My child has been begging me to buy her a horse. We have read some books on horse care but would like to know more. Could you help us out? (Part two of a two-part article)
Grooming - A horse should be thoroughly groomed before she is ridden each day and again after she has finished her day's work. A shining, glistening hair coat can only be developed by diligent massage and through grooming and hand-rubbing. Hard metal or irritating combs and brushes should be avoided. An ordinary curry comb made of rubber vigorously rubbed in a circular motion is the most effective in massaging the skin and loosening dead hair and dirt.Foot care - Feet should be cleaned and examined regularly at grooming time to detect nail punctures (quite common), wounds and infections in the bottom of the foot. If a horse is shod, the shoes should be removed, the feet trimmed and the shoes reset or replaced at six-week (or less) intervals. Shoes may be reset two or three times before they wear out. Many horses can do their required work without shoes. However, their feet usually require trimming and shaping at four-to six-week intervals. Shoeing and trimming is best left to the experienced hand of a farrier.
The healthy horse - The healthy horse possesses several typical characteristics. She is alert, attentive, and her eyes are bright. Her skin is elastic and her hair coat shows luster. If given the opportunity, she will usually run and play for exercise. She is in good flesh and is pleasing in appearance. Her appetite is good and she rather promptly consumes a normal ration at feeding time.
The sick horse - A horse has many ways of telling when she is sick or injured. If her back is sore, she will flinch down if pressure is put on it, either by rubbing a hand over it or by mounting. If a foot or a leg is sore, she will limp as she walks, and as she rests she will stand on three legs, with the affected foot extended forward, resting limply on the ground. If she is sick, she usually will not eat. Loss of appetite is one of the first symptoms noticed. She will appear listless and as if something were wrong with her - quite the opposite of the healthy horse.
Diseases - The horse, like man, may be affected by many diseases and also as in man, the most common are respiratory disease, common colds and influenza, seldom serious if the horse if given rest and shelter while sick. Several diseases may be effectively prevented by vaccination: tetanus, influenza, encephalitis (sleeping sickness) and others. Since disease situations vary greatly in different parts of the county from year to year, it is best to rely on a local veterinarian for guidance in control and prevention.
Parasites - External parasites, flies, mosquitoes and lice are obvious and can be controlled by sanitation and appropriate spray. The real problem is the less evident internal parasites, especially the roundworm and bloodworm. All horses, especially younger ones, should be treated every eight weeks, if damage from these parasites is to be avoided. Again, the local veterinarian is the best informed source for guidance.
————————
§ Work order
According to the article on horse care, how often should a shod horse's shoes be removed and reset or replaced? The items after this text come from a separate source.

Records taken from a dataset
————————
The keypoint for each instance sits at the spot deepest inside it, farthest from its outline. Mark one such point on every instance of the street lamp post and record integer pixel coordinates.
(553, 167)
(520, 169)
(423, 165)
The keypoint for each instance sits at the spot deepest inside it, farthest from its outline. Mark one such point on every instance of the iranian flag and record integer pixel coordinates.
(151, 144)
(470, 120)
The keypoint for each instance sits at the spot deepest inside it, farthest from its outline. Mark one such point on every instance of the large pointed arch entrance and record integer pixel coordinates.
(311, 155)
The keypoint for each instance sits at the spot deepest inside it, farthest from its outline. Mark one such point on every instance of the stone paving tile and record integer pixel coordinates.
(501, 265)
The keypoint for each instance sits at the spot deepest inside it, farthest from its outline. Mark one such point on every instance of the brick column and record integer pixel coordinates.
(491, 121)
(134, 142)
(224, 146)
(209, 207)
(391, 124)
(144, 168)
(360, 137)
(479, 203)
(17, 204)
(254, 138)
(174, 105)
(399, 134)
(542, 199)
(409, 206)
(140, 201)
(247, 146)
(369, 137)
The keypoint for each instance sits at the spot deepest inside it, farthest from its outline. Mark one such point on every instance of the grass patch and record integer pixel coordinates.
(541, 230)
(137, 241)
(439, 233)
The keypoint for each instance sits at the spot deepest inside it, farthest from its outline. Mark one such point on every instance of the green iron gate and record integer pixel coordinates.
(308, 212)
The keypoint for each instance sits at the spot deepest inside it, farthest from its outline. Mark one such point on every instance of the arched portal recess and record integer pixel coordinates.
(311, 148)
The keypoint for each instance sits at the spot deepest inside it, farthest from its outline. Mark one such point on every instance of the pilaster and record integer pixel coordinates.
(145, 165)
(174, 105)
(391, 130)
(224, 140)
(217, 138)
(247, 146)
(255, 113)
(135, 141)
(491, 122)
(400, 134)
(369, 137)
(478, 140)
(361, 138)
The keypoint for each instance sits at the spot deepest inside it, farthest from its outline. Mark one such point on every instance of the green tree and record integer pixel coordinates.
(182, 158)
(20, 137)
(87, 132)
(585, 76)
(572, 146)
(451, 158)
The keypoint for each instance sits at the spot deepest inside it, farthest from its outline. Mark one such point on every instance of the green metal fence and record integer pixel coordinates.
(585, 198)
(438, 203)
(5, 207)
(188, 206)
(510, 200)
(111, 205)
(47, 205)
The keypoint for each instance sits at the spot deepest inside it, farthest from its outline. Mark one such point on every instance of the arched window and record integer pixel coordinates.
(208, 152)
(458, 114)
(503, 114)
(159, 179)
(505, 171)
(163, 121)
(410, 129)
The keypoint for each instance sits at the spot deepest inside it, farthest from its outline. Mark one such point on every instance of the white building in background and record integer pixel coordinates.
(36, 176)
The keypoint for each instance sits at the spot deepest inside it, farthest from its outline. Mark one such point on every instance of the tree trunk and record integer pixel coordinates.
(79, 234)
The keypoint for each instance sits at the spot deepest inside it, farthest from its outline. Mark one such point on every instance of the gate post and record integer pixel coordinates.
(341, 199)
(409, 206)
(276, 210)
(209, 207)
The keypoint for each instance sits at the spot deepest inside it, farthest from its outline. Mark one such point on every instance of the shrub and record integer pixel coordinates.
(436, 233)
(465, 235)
————————
§ Solved exercise
At six-week (or less) intervals.